====== Extracted records ======

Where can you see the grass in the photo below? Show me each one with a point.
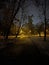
(31, 50)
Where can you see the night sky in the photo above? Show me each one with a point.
(30, 8)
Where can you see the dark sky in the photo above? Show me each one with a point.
(31, 8)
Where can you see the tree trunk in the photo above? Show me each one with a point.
(45, 22)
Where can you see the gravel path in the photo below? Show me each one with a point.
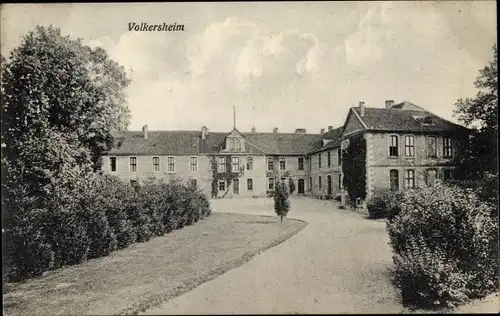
(337, 264)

======

Format every line of the listing above as a Markdown table with columns Row and Line, numbering the rows in order and skipping blank lines. Leave the pictures out of the table.

| Row | Line |
|---|---|
| 1 | Where can you see the grass in the photo below? Show me each one with a point. |
| 2 | (31, 50) |
| 3 | Where can you see the night sky in the photo above? Show me each one with a point. |
| 4 | (30, 8) |
| 5 | Where can you see the dark sky in the photo above? Show me each one with a point. |
| 6 | (31, 8) |
| 7 | Where can you see the tree trunk in the photo above? Show me each one with a point. |
| 8 | (45, 22) |
| 9 | Where can you see the gravel path in the photo below? Show me each one with a point. |
| 10 | (337, 264) |